* Quoted passage
• • • • •

STARch input Format1

This is a generic input format, where each line contains data for one atom and values are separated by whitespace (spaces and/or tabs). Many spreadsheet programs, such as Microsoft Excel, can export data in this format (often called "tab-delimited" file). Other applications produce files very similar to this format: Sparky output, for example, can be converted using this format.

Each line contains following values: chemical shift id, residue sequence number, residue label, atom name, type, chemical shift value, chem. shift value error, chem. shift ambiguity code. Residue label and sequence must be present, the rest is optional. Residue label and sequence code may be stored in one column, e.g. C11.

To convert this format, you will need to add column headers in the first line of the file. You may have to rename the columns (if headers are already present), and delete columns that have no corresponding fields in NMR-STAR (such as standard deviation in Sparky output). Also, make sure to put non-blank character(s) (e.g. a dash, or "n/a") in place of missing values.

• • • • •

* Records
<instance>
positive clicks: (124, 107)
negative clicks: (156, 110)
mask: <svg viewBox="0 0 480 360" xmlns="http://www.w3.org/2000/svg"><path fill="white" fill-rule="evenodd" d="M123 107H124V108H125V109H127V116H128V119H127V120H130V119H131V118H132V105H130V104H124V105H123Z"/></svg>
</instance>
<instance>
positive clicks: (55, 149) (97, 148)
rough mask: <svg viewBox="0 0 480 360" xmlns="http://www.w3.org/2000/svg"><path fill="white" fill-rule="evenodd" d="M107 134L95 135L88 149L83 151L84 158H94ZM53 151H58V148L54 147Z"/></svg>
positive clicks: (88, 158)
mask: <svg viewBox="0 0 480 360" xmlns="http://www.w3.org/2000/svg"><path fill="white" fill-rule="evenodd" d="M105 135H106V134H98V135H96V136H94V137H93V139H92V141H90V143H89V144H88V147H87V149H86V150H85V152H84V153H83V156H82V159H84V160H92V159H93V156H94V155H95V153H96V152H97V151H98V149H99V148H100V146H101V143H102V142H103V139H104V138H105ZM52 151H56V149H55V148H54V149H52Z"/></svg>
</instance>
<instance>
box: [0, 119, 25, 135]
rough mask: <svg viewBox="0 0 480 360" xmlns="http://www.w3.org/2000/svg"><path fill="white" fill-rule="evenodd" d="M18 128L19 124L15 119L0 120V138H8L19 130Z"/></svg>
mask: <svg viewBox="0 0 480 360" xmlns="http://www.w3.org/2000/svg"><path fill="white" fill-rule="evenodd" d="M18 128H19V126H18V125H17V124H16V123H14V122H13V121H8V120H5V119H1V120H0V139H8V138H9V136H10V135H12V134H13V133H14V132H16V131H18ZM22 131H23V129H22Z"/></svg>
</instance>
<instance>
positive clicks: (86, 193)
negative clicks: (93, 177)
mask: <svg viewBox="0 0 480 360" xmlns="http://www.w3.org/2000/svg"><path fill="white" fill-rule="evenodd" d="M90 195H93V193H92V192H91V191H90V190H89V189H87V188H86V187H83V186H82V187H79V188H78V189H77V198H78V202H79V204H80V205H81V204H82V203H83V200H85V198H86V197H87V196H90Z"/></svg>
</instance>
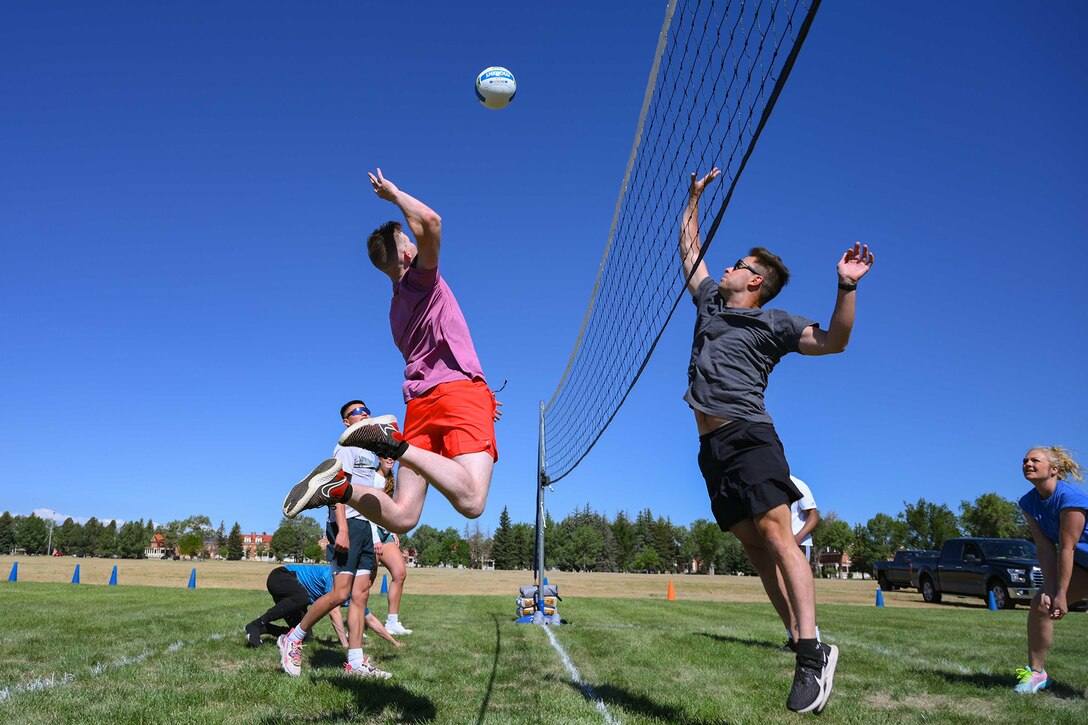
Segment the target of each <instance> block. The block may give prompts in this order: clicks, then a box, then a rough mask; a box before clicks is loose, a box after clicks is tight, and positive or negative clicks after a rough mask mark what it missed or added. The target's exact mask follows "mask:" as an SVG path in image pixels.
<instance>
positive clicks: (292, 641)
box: [275, 635, 302, 677]
mask: <svg viewBox="0 0 1088 725" xmlns="http://www.w3.org/2000/svg"><path fill="white" fill-rule="evenodd" d="M275 643H276V644H277V646H279V647H280V666H282V667H283V671H284V672H285V673H287V674H288V675H290V676H292V677H298V676H299V675H301V674H302V644H301V643H300V642H293V641H290V640H289V639H287V635H280V637H279V638H277V639H276V640H275Z"/></svg>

• • • • •

* Activity A
Update the stretch of the STARch format description from "This is a generic" through "using this format.", writing "spreadsheet applications" wherever "spreadsheet programs" appears.
* Activity B
List every line of the rows that contains the word "clicks".
The STARch format text and the rows have no connection to each other.

* Exercise solution A
This is a generic input format, where each line contains data for one atom and values are separated by whitespace (spaces and/or tabs). Many spreadsheet applications, such as Microsoft Excel, can export data in this format (often called "tab-delimited" file). Other applications produce files very similar to this format: Sparky output, for example, can be converted using this format.

* Exercise solution B
positive clicks: (124, 107)
negative clicks: (156, 110)
positive clicks: (55, 149) (97, 148)
positive clicks: (88, 158)
positive clicks: (86, 193)
negative clicks: (93, 177)
Segment the target of each <instance> block. The block may give prompts in this order: clicks, then a box, then a rough mask; a box before clicks is loose, a box after clicks is tight, and positive or negative clicks after a rough mask mark what it missed or added. The target's exact mask follows "mask:" as an SVG path in image pixels.
positive clicks: (292, 641)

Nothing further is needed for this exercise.